**Supplied passage:**
☆ ☆ ☆ ☆ ☆

Consuming data follows the same principle. To get the data from the start, pass the option --from-beginning.

oc -n streaming run kafka-consumer -ti --image=strimzi/kafka:0.18.0-kafka-2.5.0 \
--rm=true --restart=Never -- bin/kafka-console-consumer.sh \
--bootstrap-server logs-kafka-bootstrap:9092 --topic time-tracking --from-beginning

You will receive this output. CTRL + C closes the application.

If you don't see a command prompt, try pressing enter.
OpenJDK 64-Bit Server VM warning: If the number of processors is expected to increase from one, then you should configure the number of parallel GC threads appropriately using -XX:ParallelGCThreads=N
[{"id":1,"first_name":"Redd","last_name":"Ulyat","email":"rulyat0@ft.com","gender":"Male","start":"18:06","end":"17:50","customer":"Feedspan"},{"id":2,"first_name":"Suzann","last_name":"Andryushchenko","email":"sandryushchenko1@cyberchimps.com","gender":"Female","start":"12:14","end":"20:53","customer":"Skyndu"},{"id":3,"first_name":"Sunny","last_name":"Statter","email":"sstatter2@purevolume.com","gender":"Male","start":"9:46","end":"14:29","customer":"Pixope"},{"id":4,"first_name":"Glori","last_name":"Cumberpatch","email":"gcumberpatch3@dedecms.com","gender":"Female","start":"18:13","end":"11:29","customer":"Agimba"},{"id":5,"first_name":"Ashlee","last_name":"Fynan","email":"afynan4@uiuc.edu","gender":"Female","start":"10:01","end":"1:53","customer":"Gigabox"},{"id":6,"first_name":"Darin","last_name":"Gulc","email":"dgulc5@ihg.com","gender":"Male","start":"9:43","end":"5:10","customer":"Rhyloo"},{"id":7,"first_name":"Brodie","last_name":"Casari","email":"bcasari6@mashable.com","gender":"Male","start":"5:22","end":"12:00","customer":"Eamia"},{"id":8,"first_name":"Morty","last_name":"Currington","email":"mcurrington7@usa.gov","gender":"Male","start":"21:22","end":"17:01","customer":"Quatz"},{"id":9,"first_name":"Jacobo","last_name":"Lanmeid","email":"jlanmeid8@illinois.edu","gender":"Male","start":"18:10","end":"18:39","customer":"Buzzster"},{"id":10,"first_name":"Ilario","last_name":"Embra","email":"iembra9@ca.gov","gender":"Male","start":"13:51","end":"18:54","customer":"Oyondu"}]

^CProcessed a total of 2 messages
pod "kafka-consumer" deleted
pod streaming/kafka-consumer terminated (Error)

External Access of Kafka

To access the cluster from a local Kafka installation, we have to get a certificate since the route is https encrypted. This is another strength of Strimzi. It comes easily without the need for us to do it.

☆ ☆ ☆ ☆ ☆

**Material provided:**
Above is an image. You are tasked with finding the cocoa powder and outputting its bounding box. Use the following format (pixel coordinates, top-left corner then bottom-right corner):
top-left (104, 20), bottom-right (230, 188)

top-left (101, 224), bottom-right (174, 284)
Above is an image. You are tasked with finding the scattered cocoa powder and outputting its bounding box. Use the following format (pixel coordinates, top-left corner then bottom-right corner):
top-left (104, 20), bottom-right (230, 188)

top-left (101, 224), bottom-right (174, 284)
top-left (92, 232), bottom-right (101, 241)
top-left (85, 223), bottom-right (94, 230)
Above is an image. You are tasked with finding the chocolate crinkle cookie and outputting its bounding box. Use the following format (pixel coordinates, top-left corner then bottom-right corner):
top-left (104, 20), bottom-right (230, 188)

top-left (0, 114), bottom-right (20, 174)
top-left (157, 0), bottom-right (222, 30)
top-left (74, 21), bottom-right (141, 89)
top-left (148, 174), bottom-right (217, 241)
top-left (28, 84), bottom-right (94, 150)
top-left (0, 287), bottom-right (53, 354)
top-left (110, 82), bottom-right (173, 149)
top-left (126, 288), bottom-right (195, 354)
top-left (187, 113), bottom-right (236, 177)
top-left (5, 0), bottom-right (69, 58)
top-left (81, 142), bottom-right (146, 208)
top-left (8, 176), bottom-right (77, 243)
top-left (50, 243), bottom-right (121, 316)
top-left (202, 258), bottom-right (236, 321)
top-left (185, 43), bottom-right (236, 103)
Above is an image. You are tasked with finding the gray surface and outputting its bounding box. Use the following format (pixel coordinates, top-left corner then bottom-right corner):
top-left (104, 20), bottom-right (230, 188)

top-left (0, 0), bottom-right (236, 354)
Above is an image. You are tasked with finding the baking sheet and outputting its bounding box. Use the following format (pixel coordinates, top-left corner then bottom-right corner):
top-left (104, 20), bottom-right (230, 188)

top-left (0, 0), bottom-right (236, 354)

☆ ☆ ☆ ☆ ☆

**Short exercise 1:** According to the Kafka passage, which option makes the consumer read the data from the start?
**Short exercise 2:** Please rewrite the Kafka passage from "oc -n streaming" to "closes the application.", swapping "time-tracking" for "time-logging".
The lines play no part in this work.

**Written answer 1:** The option --from-beginning.

**Written answer 2:**
oc -n streaming run kafka-consumer -ti --image=strimzi/kafka:0.18.0-kafka-2.5.0 \
--rm=true --restart=Never -- bin/kafka-console-consumer.sh \
--bootstrap-server logs-kafka-bootstrap:9092 --topic time-logging --from-beginning

You will receive this output. CTRL + C closes the application.